Set exercise 1
Reproduce word for word the part of the passage about Gus that opens with the words containing "What caught my" and closes with "own similar pigtail.".

Selected excerpt
▶

Even so, you know, I was browsing in my Facebook news feed, disturbed as always by the number of my friends whose lives seem to revolve unrelentingly around what has been served them for dinner, and a perennial and tedious obsession with chocolate. But that was not what I intended to say. Where was I? Ah, yes.
What caught my attention this morning was a number of posts from other grandmothers, proudly displaying photographs of their infant relatives, describing them as cutie-pies and precious ones - and I could feel myself instantly uneasy.
Gus is a pleasant child - I think. His father, the third Woolsey Herman Augustus Tinsellbaum has a fine pigtail of which he is both protective and proud, and I believe it to be his intention to give young Gussie the opportunity to be the equally proud originator of his own similar pigtail.
The raw materials of this forthcoming pièce de résistance hang meanwhile in an impenetrable thicket descending to his upper lip. When Aurora and I took him to tea at Fortnum and Mason last Thursday, he seemed disappointingly uninterested in the marvellous array of little cakes the waitress brought to our table, until I bethought me to remove a kirby grip from my own coiffure and affix him a little top-knot, whereupon he gazed in amazement at first his mother and then me, then with a cry of 'AHAAAAA!' fixed his gaze on the cakes like a true Englishman.
So though I think he is a sweet-natured personality, it remains at the present time impractical to look with penetration into his eyes - 'the windows of the soul' as I'm sure you've read elsewhere. But we get along very well, even though expressions such as 'cutie-pie' and 'precious' have at no time been the vocabulary of my upbringing.

◀

Material
▶

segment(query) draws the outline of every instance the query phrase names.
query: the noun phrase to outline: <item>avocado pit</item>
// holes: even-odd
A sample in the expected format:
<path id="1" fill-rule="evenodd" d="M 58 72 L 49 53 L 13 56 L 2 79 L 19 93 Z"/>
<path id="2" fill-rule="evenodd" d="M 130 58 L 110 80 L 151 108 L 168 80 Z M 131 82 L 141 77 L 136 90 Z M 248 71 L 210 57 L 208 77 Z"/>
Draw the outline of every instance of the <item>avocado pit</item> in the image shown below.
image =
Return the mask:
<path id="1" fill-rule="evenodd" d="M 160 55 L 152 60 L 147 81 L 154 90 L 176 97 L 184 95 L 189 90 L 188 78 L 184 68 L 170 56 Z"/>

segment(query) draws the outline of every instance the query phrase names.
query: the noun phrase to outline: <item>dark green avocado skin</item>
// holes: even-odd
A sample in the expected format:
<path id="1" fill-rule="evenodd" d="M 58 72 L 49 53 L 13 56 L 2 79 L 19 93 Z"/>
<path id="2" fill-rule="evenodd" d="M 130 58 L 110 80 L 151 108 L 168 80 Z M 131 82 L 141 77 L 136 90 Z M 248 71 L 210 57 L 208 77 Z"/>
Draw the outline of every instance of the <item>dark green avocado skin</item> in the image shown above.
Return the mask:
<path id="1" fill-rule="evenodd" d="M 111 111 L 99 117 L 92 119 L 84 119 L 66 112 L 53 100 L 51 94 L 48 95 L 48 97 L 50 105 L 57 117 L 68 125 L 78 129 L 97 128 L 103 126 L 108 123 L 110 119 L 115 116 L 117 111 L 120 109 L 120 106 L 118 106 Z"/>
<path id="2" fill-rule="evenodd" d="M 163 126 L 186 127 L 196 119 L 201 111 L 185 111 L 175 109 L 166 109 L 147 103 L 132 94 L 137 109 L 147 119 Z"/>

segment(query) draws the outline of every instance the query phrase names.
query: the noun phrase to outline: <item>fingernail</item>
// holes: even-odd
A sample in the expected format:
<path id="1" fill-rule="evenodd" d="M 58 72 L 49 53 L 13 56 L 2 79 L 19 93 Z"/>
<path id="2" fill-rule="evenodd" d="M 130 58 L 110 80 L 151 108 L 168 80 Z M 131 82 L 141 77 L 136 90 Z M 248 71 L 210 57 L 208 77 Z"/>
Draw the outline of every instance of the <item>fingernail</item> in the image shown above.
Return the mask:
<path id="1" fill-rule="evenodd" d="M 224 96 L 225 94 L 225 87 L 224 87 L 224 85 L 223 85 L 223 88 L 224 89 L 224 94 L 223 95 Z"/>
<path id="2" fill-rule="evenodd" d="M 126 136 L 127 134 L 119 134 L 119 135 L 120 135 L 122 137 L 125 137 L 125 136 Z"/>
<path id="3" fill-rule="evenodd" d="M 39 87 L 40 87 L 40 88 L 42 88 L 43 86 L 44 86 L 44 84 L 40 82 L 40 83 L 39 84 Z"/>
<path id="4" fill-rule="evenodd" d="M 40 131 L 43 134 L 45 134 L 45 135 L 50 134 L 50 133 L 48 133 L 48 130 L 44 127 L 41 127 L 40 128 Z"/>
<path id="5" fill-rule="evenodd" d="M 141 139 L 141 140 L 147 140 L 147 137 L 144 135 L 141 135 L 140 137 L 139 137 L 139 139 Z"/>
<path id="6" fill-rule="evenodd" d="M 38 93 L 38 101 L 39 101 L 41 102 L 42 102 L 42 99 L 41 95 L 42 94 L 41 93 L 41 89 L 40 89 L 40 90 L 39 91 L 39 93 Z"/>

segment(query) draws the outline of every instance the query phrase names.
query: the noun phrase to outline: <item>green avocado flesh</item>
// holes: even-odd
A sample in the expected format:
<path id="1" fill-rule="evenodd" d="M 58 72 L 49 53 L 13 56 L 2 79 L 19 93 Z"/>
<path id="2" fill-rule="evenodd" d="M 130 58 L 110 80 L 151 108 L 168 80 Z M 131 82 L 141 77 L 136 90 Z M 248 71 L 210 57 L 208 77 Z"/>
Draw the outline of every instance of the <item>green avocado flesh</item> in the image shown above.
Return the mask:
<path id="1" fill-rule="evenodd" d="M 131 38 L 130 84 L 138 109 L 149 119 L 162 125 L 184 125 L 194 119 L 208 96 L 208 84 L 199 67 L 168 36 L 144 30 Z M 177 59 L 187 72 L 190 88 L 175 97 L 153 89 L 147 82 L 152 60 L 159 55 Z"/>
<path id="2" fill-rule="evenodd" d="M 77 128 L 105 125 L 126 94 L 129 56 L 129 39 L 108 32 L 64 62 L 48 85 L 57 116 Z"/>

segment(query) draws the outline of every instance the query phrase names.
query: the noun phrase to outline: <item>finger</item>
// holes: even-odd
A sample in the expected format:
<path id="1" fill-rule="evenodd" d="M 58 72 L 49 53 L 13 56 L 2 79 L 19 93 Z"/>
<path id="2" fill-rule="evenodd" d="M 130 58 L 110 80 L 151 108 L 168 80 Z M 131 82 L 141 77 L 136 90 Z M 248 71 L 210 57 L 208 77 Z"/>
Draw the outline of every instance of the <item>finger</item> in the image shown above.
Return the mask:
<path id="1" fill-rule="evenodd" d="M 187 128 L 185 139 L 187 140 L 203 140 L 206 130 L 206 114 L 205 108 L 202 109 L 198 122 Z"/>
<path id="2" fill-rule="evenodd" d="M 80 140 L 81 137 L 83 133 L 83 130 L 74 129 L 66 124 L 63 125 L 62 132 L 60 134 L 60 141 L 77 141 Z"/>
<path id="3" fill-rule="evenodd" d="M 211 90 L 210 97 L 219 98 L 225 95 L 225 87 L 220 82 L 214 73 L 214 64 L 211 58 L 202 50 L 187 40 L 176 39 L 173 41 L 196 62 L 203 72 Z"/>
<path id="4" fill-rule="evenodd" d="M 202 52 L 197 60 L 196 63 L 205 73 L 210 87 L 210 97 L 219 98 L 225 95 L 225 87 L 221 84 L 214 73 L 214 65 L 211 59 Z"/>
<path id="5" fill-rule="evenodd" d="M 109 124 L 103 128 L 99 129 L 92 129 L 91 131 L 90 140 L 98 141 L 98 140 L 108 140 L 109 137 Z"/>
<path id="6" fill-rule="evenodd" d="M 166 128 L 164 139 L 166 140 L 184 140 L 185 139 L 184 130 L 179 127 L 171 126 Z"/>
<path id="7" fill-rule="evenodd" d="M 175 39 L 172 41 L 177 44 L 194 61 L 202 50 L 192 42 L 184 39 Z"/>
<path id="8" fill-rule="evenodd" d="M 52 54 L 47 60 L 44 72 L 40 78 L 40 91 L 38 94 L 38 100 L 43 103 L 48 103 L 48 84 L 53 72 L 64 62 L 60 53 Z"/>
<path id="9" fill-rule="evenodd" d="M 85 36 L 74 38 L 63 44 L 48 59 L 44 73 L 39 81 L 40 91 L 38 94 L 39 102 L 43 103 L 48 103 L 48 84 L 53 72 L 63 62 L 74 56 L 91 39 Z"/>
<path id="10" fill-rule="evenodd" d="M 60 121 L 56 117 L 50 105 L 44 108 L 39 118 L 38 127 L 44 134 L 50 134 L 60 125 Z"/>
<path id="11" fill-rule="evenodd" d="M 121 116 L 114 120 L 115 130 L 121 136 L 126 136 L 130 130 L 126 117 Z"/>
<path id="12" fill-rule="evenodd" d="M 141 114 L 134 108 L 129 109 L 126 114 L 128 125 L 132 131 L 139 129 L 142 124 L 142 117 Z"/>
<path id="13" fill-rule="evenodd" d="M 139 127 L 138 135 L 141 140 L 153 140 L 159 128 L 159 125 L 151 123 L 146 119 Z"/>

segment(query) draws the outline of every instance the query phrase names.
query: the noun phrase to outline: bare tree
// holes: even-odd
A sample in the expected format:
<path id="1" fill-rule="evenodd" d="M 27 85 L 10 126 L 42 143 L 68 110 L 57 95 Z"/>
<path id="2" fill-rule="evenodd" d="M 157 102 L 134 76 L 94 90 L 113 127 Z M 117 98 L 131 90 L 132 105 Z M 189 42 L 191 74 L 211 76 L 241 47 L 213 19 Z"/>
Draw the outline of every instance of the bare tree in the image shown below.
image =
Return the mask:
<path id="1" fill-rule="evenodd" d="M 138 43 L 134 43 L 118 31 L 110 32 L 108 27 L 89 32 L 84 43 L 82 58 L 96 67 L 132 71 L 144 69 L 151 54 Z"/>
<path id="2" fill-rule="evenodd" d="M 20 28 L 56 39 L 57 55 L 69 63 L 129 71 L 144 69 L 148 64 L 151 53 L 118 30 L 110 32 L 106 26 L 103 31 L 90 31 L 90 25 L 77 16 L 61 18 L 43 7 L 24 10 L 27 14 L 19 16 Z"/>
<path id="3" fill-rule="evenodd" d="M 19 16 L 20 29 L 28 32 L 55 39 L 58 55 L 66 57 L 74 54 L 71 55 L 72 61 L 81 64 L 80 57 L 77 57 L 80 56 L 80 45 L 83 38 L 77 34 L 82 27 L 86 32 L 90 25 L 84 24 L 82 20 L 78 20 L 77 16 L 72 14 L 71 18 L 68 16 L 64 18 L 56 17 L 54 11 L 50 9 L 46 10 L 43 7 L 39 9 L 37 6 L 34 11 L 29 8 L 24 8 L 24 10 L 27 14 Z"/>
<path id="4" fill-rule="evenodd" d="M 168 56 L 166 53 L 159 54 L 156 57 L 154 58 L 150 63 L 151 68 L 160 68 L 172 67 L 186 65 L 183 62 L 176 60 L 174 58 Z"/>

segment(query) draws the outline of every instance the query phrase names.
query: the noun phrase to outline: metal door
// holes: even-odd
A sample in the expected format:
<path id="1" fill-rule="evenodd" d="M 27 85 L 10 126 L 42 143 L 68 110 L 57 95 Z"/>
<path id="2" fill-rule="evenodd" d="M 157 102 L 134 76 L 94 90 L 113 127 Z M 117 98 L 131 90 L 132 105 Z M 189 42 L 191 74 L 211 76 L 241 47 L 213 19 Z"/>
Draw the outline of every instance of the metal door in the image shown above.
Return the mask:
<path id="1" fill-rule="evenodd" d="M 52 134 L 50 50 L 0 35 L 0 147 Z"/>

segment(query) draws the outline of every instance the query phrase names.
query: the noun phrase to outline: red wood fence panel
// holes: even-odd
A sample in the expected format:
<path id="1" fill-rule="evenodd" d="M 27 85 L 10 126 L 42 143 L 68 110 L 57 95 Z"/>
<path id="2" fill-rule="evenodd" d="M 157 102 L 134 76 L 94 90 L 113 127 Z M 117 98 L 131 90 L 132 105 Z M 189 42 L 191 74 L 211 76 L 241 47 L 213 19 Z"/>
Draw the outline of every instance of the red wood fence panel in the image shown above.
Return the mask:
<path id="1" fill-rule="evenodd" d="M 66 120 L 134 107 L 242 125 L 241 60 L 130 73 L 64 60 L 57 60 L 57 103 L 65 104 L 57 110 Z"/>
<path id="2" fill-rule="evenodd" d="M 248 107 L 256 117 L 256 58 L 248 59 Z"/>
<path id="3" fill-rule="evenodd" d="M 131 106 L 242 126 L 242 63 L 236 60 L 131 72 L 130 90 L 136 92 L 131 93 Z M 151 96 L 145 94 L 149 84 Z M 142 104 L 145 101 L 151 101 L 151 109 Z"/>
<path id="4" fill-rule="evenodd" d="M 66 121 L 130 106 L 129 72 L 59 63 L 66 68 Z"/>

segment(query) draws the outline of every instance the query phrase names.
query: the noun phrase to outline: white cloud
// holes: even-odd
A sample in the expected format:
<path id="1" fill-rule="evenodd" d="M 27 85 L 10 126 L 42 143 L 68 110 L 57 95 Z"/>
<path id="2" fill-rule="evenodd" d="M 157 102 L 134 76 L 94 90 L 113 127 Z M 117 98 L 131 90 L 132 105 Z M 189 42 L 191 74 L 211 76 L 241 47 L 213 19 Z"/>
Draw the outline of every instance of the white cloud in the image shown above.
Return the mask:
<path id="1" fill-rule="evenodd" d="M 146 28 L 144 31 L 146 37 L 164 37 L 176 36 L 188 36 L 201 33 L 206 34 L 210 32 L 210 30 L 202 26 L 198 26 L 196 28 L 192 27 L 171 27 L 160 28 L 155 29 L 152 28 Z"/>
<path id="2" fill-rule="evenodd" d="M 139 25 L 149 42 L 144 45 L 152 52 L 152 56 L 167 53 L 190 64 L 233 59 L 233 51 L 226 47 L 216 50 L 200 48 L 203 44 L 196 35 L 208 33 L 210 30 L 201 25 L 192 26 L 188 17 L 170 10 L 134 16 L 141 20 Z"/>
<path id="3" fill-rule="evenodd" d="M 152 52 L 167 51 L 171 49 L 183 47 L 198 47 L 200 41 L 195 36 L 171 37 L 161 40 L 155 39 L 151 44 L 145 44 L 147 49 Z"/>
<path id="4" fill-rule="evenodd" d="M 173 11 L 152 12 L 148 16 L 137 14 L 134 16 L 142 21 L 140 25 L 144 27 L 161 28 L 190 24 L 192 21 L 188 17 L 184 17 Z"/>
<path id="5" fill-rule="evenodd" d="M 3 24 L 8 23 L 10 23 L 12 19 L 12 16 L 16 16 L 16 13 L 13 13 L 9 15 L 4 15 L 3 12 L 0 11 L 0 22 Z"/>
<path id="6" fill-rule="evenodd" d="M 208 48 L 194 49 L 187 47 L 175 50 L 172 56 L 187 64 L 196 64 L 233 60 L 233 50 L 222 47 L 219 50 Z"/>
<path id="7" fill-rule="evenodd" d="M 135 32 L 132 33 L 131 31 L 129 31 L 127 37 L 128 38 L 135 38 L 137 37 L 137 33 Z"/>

◀

Set exercise 2
Rewrite the entries as a JSON list of strings, one string per line, starting at the first line of the entries and ending with the line that contains "163 126 L 186", both included. Leave out blank lines.

Complete response 1
What caught my attention this morning was a number of posts from other grandmothers, proudly displaying photographs of their infant relatives, describing them as cutie-pies and precious ones - and I could feel myself instantly uneasy.
Gus is a pleasant child - I think. His father, the third Woolsey Herman Augustus Tinsellbaum has a fine pigtail of which he is both protective and proud, and I believe it to be his intention to give young Gussie the opportunity to be the equally proud originator of his own similar pigtail.

Complete response 2
[
  "segment(query) draws the outline of every instance the query phrase names.",
  "query: the noun phrase to outline: <item>avocado pit</item>",
  "// holes: even-odd",
  "A sample in the expected format:",
  "<path id=\"1\" fill-rule=\"evenodd\" d=\"M 58 72 L 49 53 L 13 56 L 2 79 L 19 93 Z\"/>",
  "<path id=\"2\" fill-rule=\"evenodd\" d=\"M 130 58 L 110 80 L 151 108 L 168 80 Z M 131 82 L 141 77 L 136 90 Z M 248 71 L 210 57 L 208 77 Z\"/>",
  "Draw the outline of every instance of the <item>avocado pit</item> in the image shown below.",
  "image =",
  "Return the mask:",
  "<path id=\"1\" fill-rule=\"evenodd\" d=\"M 160 55 L 152 60 L 147 81 L 154 90 L 176 97 L 184 95 L 189 90 L 188 78 L 184 68 L 170 56 Z\"/>",
  "segment(query) draws the outline of every instance the query phrase names.",
  "query: the noun phrase to outline: <item>dark green avocado skin</item>",
  "// holes: even-odd",
  "A sample in the expected format:",
  "<path id=\"1\" fill-rule=\"evenodd\" d=\"M 58 72 L 49 53 L 13 56 L 2 79 L 19 93 Z\"/>",
  "<path id=\"2\" fill-rule=\"evenodd\" d=\"M 130 58 L 110 80 L 151 108 L 168 80 Z M 131 82 L 141 77 L 136 90 Z M 248 71 L 210 57 L 208 77 Z\"/>",
  "Draw the outline of every instance of the <item>dark green avocado skin</item> in the image shown above.",
  "Return the mask:",
  "<path id=\"1\" fill-rule=\"evenodd\" d=\"M 111 111 L 99 117 L 92 119 L 84 119 L 66 112 L 53 100 L 51 94 L 48 95 L 48 97 L 50 105 L 57 117 L 68 125 L 78 129 L 97 128 L 103 126 L 108 123 L 110 119 L 115 116 L 117 111 L 120 109 L 120 106 L 118 106 Z\"/>",
  "<path id=\"2\" fill-rule=\"evenodd\" d=\"M 163 126 L 186 127 L 196 119 L 201 111 L 185 111 L 175 109 L 166 109 L 147 103 L 132 94 L 137 109 L 147 119 Z\"/>"
]